### Items from a dataset

● ● ● ●

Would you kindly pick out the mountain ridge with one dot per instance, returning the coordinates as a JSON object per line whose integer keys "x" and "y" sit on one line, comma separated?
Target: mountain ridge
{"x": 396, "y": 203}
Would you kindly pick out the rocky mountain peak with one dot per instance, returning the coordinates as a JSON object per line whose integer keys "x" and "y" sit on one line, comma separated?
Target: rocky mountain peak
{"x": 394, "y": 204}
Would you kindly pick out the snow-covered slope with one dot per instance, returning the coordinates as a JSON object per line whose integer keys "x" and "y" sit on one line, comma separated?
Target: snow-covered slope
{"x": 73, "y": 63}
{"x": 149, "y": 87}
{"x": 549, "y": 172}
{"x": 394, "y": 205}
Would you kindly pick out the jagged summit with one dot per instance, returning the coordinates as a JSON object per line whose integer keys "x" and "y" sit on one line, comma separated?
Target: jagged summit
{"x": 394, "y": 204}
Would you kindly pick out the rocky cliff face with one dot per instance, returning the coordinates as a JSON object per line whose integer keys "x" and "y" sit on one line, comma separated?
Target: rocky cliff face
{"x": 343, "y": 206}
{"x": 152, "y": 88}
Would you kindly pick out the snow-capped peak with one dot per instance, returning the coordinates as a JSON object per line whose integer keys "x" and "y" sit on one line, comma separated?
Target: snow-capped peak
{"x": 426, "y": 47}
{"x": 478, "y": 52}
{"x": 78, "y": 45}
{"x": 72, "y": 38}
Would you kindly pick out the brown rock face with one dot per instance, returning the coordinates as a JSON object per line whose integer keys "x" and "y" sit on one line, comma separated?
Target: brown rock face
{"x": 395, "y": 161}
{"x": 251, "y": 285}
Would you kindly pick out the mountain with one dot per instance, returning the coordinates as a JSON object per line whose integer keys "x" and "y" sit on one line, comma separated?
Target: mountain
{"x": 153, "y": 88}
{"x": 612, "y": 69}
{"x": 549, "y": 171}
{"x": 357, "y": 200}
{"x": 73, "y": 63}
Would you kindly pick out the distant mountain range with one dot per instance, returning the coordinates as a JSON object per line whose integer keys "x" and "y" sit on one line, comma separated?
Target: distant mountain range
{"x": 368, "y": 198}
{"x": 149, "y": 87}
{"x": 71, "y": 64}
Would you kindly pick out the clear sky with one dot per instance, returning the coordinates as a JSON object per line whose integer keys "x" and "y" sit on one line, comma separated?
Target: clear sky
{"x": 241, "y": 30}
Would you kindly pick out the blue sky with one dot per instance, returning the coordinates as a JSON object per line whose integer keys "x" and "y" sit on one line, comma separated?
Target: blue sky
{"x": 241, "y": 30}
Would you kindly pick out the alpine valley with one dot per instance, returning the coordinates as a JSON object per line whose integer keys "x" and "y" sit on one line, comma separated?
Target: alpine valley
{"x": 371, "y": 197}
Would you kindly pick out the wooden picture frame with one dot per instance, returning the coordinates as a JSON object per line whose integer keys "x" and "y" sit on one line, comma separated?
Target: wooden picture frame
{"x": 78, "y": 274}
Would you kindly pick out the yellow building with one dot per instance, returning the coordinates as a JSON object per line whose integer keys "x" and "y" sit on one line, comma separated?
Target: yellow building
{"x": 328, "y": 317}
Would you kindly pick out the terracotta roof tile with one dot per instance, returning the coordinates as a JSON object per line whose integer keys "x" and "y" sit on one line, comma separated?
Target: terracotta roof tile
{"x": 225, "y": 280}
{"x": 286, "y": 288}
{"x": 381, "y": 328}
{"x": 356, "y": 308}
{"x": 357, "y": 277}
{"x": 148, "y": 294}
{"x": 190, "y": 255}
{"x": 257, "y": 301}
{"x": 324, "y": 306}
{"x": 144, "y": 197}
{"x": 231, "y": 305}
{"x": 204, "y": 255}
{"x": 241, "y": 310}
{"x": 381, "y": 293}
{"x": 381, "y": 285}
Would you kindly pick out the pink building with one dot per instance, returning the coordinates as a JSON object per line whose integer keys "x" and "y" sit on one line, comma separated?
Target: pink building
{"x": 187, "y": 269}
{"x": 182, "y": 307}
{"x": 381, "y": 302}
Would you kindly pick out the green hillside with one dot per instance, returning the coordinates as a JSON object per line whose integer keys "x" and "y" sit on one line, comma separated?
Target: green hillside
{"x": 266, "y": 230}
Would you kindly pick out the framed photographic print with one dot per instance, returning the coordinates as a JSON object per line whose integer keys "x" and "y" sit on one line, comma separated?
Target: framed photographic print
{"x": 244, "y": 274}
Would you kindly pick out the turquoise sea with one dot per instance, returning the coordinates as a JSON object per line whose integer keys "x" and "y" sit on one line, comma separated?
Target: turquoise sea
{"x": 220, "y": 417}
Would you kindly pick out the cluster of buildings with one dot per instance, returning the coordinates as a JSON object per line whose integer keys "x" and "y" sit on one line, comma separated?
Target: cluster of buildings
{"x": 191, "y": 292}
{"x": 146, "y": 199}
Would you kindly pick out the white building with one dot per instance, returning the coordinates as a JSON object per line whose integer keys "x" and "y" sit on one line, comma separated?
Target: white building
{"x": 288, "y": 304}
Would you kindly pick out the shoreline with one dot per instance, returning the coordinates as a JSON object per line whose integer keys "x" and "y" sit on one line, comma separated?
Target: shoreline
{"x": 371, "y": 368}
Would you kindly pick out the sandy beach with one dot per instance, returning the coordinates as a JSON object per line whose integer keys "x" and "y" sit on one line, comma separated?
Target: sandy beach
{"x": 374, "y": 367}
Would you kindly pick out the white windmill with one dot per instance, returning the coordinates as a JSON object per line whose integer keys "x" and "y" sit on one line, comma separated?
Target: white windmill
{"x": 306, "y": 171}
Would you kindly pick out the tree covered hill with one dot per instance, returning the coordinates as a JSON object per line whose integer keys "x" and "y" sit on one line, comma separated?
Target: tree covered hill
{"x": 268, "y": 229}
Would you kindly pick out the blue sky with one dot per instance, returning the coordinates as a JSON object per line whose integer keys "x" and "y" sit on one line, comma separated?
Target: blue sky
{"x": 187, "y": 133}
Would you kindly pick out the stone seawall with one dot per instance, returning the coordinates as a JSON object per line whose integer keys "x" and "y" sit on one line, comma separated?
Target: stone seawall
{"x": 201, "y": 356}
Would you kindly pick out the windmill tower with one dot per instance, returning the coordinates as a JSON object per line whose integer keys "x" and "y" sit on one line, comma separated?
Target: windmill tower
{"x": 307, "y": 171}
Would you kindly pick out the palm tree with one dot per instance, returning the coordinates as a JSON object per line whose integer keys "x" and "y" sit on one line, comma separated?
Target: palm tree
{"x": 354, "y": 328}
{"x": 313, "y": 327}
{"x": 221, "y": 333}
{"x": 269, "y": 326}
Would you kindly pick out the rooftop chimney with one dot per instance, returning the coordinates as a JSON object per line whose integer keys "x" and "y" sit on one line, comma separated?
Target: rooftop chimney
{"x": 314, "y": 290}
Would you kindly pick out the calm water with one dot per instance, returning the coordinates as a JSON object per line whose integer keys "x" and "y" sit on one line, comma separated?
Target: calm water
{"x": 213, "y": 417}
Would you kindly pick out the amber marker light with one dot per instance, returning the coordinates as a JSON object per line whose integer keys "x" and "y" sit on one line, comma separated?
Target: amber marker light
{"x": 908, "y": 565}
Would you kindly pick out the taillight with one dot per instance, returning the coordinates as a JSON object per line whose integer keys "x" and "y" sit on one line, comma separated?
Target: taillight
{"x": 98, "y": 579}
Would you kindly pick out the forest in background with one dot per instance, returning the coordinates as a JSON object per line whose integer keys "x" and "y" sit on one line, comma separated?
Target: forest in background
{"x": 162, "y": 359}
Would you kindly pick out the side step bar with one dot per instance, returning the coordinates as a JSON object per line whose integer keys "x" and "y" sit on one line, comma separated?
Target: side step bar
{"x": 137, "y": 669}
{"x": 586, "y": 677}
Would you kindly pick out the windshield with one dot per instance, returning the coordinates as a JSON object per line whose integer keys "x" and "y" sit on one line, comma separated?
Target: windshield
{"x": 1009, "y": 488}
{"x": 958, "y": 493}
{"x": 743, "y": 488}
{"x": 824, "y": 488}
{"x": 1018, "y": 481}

● ● ● ●

### TASK TO CARRY OUT
Write out the lines above exactly, but only from the one containing "Target: side step bar" through the last one.

### ANSWER AREA
Target: side step bar
{"x": 137, "y": 669}
{"x": 586, "y": 677}
Would you kindly pick out the windshield with one dot per instance, returning the coordinates as a JSON object per line whose integer keys "x" and "y" sit on one line, comma separated?
Target: windshield
{"x": 1009, "y": 488}
{"x": 958, "y": 493}
{"x": 743, "y": 488}
{"x": 824, "y": 488}
{"x": 1018, "y": 481}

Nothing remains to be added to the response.